- [Extracted text]:
New York City

Peekskill Fentanyl Plot Busted: Inmate Nailed With 10-Year Term Over 10,000 Fake Pills

AI Assisted Icon
Published on April 29, 2026
Peekskill Fentanyl Plot Busted: Inmate Nailed With 10-Year Term Over 10,000 Fake PillsSource: Unsplash/ Sasun Bughdaryan

A Peekskill fentanyl pipeline that prosecutors say was run from inside a federal prison has earned its architect another decade behind bars.

On Tuesday, a federal judge in White Plains sentenced Kerome Lendon Paisley, 49, to 10 years in prison after prosecutors said he conspired from behind bars to traffic more than a kilogram of fentanyl and arrange the sale of over 10,000 counterfeit pills that resembled oxycodone. Paisley, who had been nearing the end of a nearly 22-year sentence for a prior narcotics conspiracy, was arrested the day he was due to be released, according to court records. The new sentence includes five years of supervised release once he gets out.

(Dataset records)

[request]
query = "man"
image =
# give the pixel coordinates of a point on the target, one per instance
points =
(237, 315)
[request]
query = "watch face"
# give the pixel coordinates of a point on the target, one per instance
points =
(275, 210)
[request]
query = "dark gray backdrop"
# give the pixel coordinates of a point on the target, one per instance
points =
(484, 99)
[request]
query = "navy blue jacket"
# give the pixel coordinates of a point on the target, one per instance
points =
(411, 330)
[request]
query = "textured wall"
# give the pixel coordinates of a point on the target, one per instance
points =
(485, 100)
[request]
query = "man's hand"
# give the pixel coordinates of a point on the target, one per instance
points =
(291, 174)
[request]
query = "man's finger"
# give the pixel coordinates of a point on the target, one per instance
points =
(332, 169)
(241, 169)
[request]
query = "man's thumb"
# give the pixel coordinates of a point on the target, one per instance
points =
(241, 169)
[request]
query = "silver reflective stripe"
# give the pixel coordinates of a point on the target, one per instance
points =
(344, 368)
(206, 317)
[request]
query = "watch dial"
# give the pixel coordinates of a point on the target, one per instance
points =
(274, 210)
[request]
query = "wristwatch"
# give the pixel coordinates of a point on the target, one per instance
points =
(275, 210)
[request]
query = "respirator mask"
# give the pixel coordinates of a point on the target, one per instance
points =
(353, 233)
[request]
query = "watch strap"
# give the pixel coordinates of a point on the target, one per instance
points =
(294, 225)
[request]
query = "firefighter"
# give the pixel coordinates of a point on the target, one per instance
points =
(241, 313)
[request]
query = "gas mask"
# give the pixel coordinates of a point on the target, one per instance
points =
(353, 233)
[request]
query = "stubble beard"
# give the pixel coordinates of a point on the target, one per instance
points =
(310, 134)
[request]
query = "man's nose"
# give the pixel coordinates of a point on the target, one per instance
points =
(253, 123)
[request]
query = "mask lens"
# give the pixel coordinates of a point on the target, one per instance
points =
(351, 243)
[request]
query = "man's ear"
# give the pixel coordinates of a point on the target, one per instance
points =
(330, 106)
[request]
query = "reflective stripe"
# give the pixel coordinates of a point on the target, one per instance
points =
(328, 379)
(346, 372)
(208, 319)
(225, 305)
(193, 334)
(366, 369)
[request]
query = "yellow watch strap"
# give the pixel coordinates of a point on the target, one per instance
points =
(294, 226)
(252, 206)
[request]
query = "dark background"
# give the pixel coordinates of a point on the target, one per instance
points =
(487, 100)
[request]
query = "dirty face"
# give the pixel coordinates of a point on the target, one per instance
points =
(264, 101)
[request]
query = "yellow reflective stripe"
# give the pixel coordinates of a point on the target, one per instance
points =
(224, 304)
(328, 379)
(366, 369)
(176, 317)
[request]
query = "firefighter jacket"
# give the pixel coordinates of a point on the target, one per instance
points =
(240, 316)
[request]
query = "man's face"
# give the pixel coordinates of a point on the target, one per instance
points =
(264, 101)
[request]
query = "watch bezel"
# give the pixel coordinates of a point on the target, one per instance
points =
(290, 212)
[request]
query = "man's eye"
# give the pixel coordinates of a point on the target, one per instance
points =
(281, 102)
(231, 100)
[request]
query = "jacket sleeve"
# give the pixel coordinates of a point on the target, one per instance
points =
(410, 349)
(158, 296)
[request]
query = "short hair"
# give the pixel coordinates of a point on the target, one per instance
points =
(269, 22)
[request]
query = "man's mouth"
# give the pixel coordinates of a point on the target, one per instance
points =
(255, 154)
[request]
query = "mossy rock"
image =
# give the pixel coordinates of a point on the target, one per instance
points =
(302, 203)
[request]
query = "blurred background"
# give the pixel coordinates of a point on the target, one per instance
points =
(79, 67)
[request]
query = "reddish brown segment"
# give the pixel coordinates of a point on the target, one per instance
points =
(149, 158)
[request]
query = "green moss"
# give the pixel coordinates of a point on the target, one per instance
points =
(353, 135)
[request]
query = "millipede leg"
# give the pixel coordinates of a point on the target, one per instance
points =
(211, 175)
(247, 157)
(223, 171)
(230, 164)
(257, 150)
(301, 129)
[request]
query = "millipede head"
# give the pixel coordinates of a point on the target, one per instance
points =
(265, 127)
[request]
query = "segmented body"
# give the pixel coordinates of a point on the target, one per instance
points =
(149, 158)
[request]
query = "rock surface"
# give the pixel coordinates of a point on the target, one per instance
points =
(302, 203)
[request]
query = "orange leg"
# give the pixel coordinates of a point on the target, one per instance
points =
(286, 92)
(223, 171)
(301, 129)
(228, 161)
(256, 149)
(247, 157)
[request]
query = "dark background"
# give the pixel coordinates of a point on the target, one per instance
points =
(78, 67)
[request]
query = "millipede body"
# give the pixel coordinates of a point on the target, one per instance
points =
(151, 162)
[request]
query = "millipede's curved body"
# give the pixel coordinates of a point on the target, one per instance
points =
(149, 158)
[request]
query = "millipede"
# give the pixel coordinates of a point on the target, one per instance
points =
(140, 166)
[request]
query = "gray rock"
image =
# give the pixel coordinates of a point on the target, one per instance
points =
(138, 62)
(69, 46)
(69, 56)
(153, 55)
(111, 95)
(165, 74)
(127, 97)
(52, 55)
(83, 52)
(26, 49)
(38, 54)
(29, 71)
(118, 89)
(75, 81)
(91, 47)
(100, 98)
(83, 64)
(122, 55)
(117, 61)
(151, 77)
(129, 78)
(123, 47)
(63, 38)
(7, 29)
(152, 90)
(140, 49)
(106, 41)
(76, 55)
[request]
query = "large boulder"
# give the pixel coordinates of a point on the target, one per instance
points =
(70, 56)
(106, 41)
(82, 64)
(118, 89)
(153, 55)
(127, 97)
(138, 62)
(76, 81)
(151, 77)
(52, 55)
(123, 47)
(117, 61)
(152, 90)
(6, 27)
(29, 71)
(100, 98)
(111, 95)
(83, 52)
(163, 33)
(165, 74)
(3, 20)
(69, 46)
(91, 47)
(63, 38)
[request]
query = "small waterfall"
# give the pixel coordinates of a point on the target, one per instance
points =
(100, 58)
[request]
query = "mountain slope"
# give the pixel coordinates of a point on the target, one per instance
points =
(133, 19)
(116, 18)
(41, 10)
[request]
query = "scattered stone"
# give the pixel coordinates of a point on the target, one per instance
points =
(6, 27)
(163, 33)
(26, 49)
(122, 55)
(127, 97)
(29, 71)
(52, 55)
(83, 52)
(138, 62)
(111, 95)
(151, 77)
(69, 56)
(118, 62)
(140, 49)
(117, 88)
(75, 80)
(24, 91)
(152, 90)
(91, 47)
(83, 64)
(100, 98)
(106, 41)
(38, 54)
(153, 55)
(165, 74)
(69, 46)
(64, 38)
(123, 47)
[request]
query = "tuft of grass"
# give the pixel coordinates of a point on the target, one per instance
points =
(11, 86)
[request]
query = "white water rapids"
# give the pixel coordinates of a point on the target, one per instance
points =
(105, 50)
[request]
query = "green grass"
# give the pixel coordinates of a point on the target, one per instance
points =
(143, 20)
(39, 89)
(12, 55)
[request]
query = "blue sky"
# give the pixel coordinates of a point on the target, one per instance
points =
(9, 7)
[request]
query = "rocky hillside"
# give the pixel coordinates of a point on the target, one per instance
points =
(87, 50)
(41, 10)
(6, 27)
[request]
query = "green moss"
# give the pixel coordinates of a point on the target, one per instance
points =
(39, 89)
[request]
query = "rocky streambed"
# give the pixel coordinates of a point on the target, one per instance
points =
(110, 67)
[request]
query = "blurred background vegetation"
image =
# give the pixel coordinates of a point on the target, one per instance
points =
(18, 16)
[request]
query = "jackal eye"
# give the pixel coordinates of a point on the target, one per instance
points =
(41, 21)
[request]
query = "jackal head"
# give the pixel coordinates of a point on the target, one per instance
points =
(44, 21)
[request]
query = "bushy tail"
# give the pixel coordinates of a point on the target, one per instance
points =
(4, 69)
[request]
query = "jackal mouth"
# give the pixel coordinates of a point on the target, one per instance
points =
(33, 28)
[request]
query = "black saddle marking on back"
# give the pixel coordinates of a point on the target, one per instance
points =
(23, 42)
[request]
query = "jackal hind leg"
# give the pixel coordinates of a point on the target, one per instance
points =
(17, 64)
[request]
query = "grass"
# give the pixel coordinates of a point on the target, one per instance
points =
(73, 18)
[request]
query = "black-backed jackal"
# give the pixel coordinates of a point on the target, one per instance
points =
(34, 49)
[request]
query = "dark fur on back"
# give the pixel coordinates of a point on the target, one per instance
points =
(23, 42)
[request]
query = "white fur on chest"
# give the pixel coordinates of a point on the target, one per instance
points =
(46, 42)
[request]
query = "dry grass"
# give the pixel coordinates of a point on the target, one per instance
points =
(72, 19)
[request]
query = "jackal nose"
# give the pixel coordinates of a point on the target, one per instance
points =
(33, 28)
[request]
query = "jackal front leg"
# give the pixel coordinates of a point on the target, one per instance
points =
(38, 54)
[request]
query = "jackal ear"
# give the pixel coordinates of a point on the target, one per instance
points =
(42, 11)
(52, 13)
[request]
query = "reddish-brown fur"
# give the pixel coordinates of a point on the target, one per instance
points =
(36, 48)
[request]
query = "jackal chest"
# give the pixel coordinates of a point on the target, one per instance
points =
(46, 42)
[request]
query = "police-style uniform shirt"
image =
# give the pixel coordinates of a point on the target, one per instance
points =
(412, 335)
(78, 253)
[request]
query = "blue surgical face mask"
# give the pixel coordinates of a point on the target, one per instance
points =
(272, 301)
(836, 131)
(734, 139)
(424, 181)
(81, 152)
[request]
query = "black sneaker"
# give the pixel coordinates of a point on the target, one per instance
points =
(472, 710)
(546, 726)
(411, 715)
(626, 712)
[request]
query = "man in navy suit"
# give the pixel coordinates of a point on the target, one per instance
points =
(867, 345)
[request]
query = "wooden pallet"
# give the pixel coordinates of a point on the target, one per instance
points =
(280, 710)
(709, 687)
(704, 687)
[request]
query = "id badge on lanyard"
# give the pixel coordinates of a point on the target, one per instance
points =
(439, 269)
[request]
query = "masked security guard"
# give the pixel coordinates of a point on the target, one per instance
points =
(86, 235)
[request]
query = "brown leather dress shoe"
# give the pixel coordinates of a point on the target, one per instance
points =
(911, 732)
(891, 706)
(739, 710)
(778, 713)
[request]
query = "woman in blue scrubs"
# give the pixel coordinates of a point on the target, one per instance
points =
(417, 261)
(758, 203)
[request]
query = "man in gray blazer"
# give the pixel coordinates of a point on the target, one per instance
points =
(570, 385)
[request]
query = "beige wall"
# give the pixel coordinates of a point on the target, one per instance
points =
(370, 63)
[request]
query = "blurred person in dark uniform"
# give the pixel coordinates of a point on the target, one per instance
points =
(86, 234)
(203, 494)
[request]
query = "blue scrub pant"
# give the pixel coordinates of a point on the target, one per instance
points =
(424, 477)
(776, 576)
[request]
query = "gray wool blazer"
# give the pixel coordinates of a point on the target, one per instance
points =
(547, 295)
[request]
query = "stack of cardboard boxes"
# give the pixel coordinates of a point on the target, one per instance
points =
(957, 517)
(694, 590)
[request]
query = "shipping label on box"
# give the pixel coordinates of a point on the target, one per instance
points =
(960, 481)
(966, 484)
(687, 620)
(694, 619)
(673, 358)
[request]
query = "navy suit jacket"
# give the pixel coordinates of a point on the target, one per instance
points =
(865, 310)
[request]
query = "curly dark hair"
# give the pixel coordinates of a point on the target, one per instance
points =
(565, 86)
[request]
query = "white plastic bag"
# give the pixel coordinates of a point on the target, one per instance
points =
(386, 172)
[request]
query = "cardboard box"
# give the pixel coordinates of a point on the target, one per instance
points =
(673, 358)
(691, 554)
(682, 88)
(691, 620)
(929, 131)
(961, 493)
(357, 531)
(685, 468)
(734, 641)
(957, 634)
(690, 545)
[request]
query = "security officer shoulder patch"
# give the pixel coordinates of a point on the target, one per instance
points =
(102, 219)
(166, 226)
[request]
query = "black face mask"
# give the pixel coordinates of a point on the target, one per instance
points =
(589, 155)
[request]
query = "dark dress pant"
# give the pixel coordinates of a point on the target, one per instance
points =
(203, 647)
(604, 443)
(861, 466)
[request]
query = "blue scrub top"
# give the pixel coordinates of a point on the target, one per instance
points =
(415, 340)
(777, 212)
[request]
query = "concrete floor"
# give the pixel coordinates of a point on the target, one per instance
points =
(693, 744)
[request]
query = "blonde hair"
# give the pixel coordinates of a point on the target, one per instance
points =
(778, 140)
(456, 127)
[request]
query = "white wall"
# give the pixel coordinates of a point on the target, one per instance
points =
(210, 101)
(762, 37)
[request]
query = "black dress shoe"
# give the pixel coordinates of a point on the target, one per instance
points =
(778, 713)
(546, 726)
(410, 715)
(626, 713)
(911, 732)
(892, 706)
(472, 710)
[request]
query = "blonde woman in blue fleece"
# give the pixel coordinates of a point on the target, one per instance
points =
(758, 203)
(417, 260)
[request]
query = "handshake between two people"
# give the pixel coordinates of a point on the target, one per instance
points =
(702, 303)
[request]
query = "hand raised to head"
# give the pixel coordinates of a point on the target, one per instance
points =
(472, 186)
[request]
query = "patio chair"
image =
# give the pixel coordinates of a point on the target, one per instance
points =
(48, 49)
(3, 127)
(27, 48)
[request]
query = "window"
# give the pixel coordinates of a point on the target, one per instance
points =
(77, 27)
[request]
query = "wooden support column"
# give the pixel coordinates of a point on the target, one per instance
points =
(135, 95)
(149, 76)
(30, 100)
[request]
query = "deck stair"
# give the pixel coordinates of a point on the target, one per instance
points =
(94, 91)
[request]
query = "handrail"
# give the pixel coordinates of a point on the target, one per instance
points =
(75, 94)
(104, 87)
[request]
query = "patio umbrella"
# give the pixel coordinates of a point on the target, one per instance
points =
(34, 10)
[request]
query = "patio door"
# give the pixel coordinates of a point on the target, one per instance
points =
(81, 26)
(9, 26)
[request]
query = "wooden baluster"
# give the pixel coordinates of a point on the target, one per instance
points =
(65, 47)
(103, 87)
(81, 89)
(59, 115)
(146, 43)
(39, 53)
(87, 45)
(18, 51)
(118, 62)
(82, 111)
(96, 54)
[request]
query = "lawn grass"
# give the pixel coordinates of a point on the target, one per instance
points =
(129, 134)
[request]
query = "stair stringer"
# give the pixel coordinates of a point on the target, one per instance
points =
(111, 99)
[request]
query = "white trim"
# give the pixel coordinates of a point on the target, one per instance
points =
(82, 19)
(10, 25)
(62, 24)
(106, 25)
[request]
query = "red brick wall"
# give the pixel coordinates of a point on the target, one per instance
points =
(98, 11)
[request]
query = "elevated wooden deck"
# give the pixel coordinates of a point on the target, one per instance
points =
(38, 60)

- [Problem 1]:
List every place name that appears in the article on the Peekskill fentanyl case, giving each one once.
- [Problem 2]:
Reproduce the article on the Peekskill fentanyl case verbatim, everything from "AI Assisted Icon" down to "he gets out.".
The records are not required for this work.

- [Final answer 1]:
New York City
Peekskill
White Plains

- [Final answer 2]:
AI Assisted Icon
Published on April 29, 2026
Peekskill Fentanyl Plot Busted: Inmate Nailed With 10-Year Term Over 10,000 Fake PillsSource: Unsplash/ Sasun Bughdaryan

A Peekskill fentanyl pipeline that prosecutors say was run from inside a federal prison has earned its architect another decade behind bars.

On Tuesday, a federal judge in White Plains sentenced Kerome Lendon Paisley, 49, to 10 years in prison after prosecutors said he conspired from behind bars to traffic more than a kilogram of fentanyl and arrange the sale of over 10,000 counterfeit pills that resembled oxycodone. Paisley, who had been nearing the end of a nearly 22-year sentence for a prior narcotics conspiracy, was arrested the day he was due to be released, according to court records. The new sentence includes five years of supervised release once he gets out.